- **Required action 1**
In the comment, which two cities fought over GMT?
- **Required action 2**
Retype the comment word for word, starting at "April 26th, 2006" and ending at "more obvious time.".

- **Text passage**
__________________________________________________
April 26th, 2006 at 3:19 pm
Jesse, I also read something about how we got to standardised times (and the fights between London and Paris about GMT), and it was really interesting. The hours are arbitrary in a way that no larger time period is. (Weeks are, a little. And of course once you get into decades etc it’s only arbitrary in the way our counting system is.) But it was interesting. I also learned about why we decided to change the day at midnight instead of sunset, or any other more obvious time.
I will grant that for an argument for general scientific literacy, some specific subset of facts is unlikely to be useful (except, of course, the one about salt: people, just agree with me that understanding the salt/water issue is crucial, whether for melty or ice creamy purposes). But people like lists.
Sheepish, no, you don’t need to think evolution was correct to want to avoid teachign creationism in school. However, you do have to believe that your creation story is a myth, not a literal verifiable fact. (Well, not necessarily: you can also believe that it’s true AND that religion should only be taught at home or in a place of worship.) Though if you think evolution is wrong, you’re unlikely to support it being taught in school, and without some being taught evolution, you may or may not think it makes sense. I am simplifying but: evolution is important to be taught for a number of reasons, in part because it *is* a nice example of scientific process in action, at a level that people without advanced degrees can understand.
__________________________________________________
(Natural-language object grounding data)
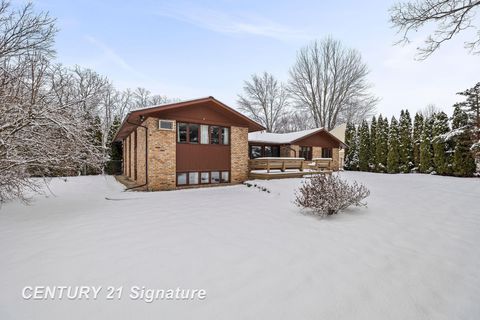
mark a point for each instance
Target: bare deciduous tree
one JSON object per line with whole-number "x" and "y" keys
{"x": 449, "y": 16}
{"x": 142, "y": 97}
{"x": 295, "y": 120}
{"x": 42, "y": 121}
{"x": 331, "y": 82}
{"x": 265, "y": 99}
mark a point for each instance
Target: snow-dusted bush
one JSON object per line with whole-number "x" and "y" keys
{"x": 328, "y": 194}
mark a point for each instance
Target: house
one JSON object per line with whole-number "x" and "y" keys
{"x": 308, "y": 144}
{"x": 196, "y": 142}
{"x": 339, "y": 132}
{"x": 204, "y": 142}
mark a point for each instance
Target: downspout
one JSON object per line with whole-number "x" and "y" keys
{"x": 290, "y": 148}
{"x": 146, "y": 155}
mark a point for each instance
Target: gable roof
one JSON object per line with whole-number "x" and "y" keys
{"x": 131, "y": 121}
{"x": 287, "y": 138}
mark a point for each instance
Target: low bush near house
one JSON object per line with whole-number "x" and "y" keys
{"x": 327, "y": 195}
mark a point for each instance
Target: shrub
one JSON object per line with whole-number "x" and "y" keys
{"x": 326, "y": 195}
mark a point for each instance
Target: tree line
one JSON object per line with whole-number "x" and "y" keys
{"x": 327, "y": 86}
{"x": 433, "y": 143}
{"x": 54, "y": 120}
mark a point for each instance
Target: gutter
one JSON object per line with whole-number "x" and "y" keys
{"x": 146, "y": 155}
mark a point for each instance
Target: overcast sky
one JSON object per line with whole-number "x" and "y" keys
{"x": 200, "y": 48}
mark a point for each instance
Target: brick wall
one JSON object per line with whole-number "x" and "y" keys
{"x": 316, "y": 152}
{"x": 336, "y": 158}
{"x": 161, "y": 156}
{"x": 132, "y": 155}
{"x": 239, "y": 154}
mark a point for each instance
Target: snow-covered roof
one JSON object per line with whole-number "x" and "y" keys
{"x": 268, "y": 137}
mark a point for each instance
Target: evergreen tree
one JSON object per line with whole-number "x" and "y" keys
{"x": 406, "y": 144}
{"x": 426, "y": 150}
{"x": 115, "y": 150}
{"x": 373, "y": 143}
{"x": 463, "y": 161}
{"x": 441, "y": 159}
{"x": 393, "y": 157}
{"x": 364, "y": 147}
{"x": 351, "y": 153}
{"x": 459, "y": 117}
{"x": 416, "y": 138}
{"x": 381, "y": 145}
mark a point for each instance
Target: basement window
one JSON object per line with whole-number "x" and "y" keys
{"x": 165, "y": 124}
{"x": 326, "y": 152}
{"x": 181, "y": 179}
{"x": 205, "y": 177}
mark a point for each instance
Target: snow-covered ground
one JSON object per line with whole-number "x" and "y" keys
{"x": 414, "y": 253}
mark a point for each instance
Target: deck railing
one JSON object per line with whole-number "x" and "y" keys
{"x": 282, "y": 164}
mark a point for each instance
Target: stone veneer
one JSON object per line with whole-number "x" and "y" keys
{"x": 238, "y": 154}
{"x": 336, "y": 158}
{"x": 316, "y": 152}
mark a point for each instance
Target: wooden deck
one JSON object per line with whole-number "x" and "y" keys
{"x": 286, "y": 175}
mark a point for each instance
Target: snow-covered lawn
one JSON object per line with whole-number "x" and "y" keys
{"x": 414, "y": 253}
__________________________________________________
- **Written answer 1**
London and Paris

- **Written answer 2**
April 26th, 2006 at 3:19 pm
Jesse, I also read something about how we got to standardised times (and the fights between London and Paris about GMT), and it was really interesting. The hours are arbitrary in a way that no larger time period is. (Weeks are, a little. And of course once you get into decades etc it’s only arbitrary in the way our counting system is.) But it was interesting. I also learned about why we decided to change the day at midnight instead of sunset, or any other more obvious time.